### [EXERCISE DIRECTIONS]
Give the records as a numbered list, covering only the lines from the one holding "Expected: for every instance of the white cloud, one" through the end of the records, both ends included, and leaving out blank lines.

### [SUPPLIED RECORDS]
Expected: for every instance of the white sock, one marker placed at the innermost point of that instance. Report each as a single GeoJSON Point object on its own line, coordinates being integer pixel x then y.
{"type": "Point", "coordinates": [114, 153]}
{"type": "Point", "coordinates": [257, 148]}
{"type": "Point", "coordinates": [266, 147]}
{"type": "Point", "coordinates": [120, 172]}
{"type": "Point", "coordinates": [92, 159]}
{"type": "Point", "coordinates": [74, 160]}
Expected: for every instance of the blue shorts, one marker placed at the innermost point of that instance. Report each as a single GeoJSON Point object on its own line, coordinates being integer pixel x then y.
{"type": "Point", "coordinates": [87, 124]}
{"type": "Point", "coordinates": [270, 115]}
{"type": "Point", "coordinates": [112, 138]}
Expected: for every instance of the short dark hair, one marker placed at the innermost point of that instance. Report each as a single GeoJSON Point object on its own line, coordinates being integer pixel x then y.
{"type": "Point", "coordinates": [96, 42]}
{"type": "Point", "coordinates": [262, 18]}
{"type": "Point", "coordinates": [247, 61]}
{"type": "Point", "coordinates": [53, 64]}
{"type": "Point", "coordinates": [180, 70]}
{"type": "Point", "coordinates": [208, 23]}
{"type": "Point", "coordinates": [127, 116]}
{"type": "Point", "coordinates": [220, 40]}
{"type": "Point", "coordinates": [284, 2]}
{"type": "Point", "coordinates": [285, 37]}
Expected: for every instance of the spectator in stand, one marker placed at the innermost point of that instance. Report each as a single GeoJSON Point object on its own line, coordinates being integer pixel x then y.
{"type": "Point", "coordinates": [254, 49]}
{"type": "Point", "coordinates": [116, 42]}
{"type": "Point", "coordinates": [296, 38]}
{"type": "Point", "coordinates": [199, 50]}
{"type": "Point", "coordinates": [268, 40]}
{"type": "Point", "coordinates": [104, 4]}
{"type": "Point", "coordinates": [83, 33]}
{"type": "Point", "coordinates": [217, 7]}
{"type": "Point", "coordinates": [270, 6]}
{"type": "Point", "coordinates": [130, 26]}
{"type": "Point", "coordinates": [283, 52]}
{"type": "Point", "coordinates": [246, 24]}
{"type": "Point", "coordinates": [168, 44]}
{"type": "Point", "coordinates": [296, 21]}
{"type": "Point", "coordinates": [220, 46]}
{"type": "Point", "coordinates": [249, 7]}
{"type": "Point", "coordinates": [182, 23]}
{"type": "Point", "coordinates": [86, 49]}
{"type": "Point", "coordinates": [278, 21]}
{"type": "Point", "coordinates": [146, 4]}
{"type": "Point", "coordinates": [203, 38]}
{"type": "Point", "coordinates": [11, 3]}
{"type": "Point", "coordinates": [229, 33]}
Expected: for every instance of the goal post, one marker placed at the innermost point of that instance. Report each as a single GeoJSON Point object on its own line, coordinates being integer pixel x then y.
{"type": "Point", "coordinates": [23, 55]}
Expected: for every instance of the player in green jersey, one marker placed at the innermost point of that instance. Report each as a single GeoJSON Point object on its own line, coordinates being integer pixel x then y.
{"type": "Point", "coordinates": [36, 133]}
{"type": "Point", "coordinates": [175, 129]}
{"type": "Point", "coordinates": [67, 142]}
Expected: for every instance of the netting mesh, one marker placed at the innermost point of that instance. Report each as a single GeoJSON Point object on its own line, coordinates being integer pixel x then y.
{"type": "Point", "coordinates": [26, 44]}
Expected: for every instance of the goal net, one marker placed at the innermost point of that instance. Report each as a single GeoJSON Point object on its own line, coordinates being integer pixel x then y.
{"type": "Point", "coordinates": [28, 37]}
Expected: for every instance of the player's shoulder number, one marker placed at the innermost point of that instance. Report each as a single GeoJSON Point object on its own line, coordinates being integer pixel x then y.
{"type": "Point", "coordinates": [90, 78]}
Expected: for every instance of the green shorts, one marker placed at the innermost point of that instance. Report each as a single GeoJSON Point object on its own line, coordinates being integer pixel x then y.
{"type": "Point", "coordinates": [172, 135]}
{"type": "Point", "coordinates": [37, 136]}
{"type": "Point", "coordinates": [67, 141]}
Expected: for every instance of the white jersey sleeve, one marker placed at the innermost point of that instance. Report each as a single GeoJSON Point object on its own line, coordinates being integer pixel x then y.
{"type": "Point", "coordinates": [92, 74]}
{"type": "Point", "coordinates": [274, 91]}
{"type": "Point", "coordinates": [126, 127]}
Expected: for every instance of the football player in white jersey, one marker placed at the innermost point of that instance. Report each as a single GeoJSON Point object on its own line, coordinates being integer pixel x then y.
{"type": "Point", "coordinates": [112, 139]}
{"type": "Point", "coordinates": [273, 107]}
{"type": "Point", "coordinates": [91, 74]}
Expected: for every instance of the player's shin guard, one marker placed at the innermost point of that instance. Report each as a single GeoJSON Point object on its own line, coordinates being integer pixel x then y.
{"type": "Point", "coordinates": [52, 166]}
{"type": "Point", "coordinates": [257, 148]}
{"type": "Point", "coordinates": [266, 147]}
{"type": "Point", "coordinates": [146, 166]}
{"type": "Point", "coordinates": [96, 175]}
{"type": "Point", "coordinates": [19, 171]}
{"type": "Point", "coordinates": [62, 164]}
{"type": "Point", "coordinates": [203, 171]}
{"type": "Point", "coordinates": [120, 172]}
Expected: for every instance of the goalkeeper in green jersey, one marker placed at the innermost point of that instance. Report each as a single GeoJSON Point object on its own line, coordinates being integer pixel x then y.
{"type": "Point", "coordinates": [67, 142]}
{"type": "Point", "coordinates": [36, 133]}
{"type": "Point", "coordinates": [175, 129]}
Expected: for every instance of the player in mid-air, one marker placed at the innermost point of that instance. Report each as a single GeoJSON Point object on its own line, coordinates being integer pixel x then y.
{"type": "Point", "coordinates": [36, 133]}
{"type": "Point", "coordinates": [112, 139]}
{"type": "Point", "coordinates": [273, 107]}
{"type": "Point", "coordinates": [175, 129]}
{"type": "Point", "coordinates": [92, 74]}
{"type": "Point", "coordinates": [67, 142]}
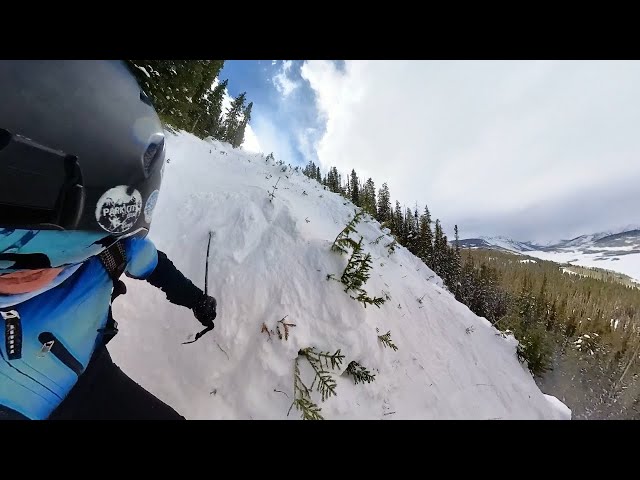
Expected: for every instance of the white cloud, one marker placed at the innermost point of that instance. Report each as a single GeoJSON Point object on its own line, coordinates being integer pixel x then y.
{"type": "Point", "coordinates": [485, 139]}
{"type": "Point", "coordinates": [281, 80]}
{"type": "Point", "coordinates": [271, 140]}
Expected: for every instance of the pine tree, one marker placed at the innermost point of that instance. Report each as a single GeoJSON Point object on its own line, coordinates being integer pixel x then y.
{"type": "Point", "coordinates": [212, 122]}
{"type": "Point", "coordinates": [238, 138]}
{"type": "Point", "coordinates": [177, 88]}
{"type": "Point", "coordinates": [232, 121]}
{"type": "Point", "coordinates": [398, 224]}
{"type": "Point", "coordinates": [438, 250]}
{"type": "Point", "coordinates": [426, 238]}
{"type": "Point", "coordinates": [456, 270]}
{"type": "Point", "coordinates": [355, 193]}
{"type": "Point", "coordinates": [368, 197]}
{"type": "Point", "coordinates": [410, 231]}
{"type": "Point", "coordinates": [384, 206]}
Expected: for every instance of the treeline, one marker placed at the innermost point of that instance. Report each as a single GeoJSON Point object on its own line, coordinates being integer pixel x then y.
{"type": "Point", "coordinates": [183, 93]}
{"type": "Point", "coordinates": [579, 334]}
{"type": "Point", "coordinates": [583, 331]}
{"type": "Point", "coordinates": [412, 229]}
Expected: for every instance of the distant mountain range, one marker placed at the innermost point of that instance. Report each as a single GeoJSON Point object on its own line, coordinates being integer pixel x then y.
{"type": "Point", "coordinates": [614, 250]}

### [TASK SOLUTION]
1. Expected: for every instance of the white cloud, one marker placed at the innermost point of that instance. Report each as a single GeoJSON Point object on its own line, coordinates being integer pixel x then y.
2. {"type": "Point", "coordinates": [485, 139]}
3. {"type": "Point", "coordinates": [281, 80]}
4. {"type": "Point", "coordinates": [271, 140]}
5. Expected: for every instance of the pine tree, one marker placed at the innermost point of that instance. Report each as a single GeoJSON Point object on its own line, coordinates being integer pixel x then y.
6. {"type": "Point", "coordinates": [212, 122]}
7. {"type": "Point", "coordinates": [238, 138]}
8. {"type": "Point", "coordinates": [177, 88]}
9. {"type": "Point", "coordinates": [232, 121]}
10. {"type": "Point", "coordinates": [398, 224]}
11. {"type": "Point", "coordinates": [438, 250]}
12. {"type": "Point", "coordinates": [426, 238]}
13. {"type": "Point", "coordinates": [456, 270]}
14. {"type": "Point", "coordinates": [355, 193]}
15. {"type": "Point", "coordinates": [368, 197]}
16. {"type": "Point", "coordinates": [410, 231]}
17. {"type": "Point", "coordinates": [384, 206]}
18. Expected: for every instance of the treeline, one marker placed at the innermost point of that instance. Report each as a single GeoJSON Point object on its own line, coordinates being integer pixel x then y.
19. {"type": "Point", "coordinates": [183, 93]}
20. {"type": "Point", "coordinates": [579, 334]}
21. {"type": "Point", "coordinates": [583, 331]}
22. {"type": "Point", "coordinates": [412, 229]}
23. Expected: for every instance of the distant mountain range, one marker placed at the innermost point of that instance. Report each as a single GeoJSON Point object on its own line, coordinates being integer pixel x then y.
24. {"type": "Point", "coordinates": [614, 250]}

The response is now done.